• Aim of the task:
Pick out each line in the listing below that contains the word "gray" and copy it.

[Stored data]
⁂

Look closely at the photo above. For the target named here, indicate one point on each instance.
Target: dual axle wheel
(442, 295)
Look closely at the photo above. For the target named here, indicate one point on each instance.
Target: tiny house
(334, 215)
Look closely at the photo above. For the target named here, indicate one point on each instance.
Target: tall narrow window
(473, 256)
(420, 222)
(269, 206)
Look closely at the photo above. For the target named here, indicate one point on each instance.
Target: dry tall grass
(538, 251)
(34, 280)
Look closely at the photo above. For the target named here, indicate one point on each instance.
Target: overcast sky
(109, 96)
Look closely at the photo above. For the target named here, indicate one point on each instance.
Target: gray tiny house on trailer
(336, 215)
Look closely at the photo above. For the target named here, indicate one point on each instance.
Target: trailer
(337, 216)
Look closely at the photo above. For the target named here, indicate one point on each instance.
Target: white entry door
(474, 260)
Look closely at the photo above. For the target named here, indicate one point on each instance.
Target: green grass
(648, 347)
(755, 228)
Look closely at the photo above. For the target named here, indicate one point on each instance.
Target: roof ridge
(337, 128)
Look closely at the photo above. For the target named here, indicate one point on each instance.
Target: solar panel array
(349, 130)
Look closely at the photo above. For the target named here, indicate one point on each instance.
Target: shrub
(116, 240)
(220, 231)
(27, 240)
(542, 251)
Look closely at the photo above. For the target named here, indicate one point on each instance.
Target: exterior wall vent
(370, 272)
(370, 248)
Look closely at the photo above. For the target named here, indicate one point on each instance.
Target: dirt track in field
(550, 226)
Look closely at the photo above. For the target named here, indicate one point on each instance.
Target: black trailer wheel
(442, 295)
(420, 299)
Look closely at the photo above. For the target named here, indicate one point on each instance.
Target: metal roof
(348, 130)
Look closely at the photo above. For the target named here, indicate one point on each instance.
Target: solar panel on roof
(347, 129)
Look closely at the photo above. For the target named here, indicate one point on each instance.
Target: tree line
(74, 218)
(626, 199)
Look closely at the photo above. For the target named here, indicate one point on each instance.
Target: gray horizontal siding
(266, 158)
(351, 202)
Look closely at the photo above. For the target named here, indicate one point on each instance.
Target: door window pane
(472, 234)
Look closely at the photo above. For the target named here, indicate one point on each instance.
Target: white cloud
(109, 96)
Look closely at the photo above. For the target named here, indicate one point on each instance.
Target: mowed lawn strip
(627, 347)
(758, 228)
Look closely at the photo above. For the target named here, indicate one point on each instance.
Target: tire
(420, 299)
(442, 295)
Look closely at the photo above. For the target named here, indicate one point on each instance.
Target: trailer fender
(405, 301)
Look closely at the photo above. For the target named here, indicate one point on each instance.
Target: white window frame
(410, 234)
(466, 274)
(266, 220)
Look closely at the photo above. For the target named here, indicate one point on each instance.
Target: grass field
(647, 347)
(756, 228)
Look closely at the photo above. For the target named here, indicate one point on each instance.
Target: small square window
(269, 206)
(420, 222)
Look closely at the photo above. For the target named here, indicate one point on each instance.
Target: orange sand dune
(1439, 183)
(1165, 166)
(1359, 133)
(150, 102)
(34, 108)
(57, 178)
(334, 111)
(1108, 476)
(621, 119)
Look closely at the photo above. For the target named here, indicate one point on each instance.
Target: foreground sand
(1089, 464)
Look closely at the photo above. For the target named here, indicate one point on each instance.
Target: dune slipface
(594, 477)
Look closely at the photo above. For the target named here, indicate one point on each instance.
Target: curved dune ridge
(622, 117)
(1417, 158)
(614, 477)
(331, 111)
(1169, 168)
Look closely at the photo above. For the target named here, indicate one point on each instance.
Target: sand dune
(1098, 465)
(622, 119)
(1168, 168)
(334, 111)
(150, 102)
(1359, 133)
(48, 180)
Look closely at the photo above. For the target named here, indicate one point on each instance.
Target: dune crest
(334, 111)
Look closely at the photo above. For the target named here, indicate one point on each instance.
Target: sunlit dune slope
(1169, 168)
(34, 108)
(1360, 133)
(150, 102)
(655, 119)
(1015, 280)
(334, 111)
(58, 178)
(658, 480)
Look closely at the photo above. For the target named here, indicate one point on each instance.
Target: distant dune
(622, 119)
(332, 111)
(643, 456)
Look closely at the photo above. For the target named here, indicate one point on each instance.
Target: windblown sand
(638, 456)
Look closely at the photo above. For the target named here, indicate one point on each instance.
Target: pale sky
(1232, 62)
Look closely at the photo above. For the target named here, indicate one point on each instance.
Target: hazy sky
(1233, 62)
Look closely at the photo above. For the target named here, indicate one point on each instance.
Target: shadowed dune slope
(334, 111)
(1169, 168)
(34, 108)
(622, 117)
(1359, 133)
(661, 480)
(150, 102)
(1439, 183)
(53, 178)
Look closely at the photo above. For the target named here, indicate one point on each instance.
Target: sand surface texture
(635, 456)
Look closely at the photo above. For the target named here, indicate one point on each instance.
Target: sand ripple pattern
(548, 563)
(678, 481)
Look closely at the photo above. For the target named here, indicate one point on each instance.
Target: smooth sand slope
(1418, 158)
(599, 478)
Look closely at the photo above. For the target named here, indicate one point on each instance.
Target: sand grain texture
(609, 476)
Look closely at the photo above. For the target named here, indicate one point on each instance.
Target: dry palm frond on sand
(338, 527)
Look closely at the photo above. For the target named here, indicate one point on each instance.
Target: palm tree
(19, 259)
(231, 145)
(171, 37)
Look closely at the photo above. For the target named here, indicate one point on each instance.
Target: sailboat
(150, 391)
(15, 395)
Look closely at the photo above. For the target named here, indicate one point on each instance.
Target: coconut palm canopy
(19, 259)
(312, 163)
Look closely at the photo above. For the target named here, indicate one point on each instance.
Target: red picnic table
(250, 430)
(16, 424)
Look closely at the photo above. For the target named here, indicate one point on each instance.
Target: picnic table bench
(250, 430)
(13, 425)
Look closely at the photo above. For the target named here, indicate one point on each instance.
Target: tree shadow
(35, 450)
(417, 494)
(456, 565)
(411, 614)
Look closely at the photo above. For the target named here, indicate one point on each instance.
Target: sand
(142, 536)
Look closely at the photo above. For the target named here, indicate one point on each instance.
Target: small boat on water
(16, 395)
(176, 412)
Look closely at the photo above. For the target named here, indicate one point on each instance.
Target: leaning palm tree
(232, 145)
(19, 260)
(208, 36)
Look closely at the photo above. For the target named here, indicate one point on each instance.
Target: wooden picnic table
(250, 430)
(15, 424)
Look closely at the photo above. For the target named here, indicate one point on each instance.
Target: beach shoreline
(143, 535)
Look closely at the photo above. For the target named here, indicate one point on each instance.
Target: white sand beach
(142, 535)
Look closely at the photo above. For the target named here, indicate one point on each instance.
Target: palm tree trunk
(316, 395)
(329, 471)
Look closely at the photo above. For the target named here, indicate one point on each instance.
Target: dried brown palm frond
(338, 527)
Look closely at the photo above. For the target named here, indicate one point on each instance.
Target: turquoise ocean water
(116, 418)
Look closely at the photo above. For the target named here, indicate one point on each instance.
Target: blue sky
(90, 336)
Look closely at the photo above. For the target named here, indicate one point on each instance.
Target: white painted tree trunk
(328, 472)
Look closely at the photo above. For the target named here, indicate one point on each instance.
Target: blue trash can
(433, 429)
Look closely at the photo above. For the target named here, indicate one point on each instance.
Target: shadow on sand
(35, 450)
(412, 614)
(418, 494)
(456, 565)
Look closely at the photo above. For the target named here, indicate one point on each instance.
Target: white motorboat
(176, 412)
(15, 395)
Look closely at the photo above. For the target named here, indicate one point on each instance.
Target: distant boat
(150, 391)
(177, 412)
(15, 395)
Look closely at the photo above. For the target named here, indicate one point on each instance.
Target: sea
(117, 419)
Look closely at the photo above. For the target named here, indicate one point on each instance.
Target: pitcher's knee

⁂

• Task result:
Target: gray tiny house on trailer
Target: gray horizontal siding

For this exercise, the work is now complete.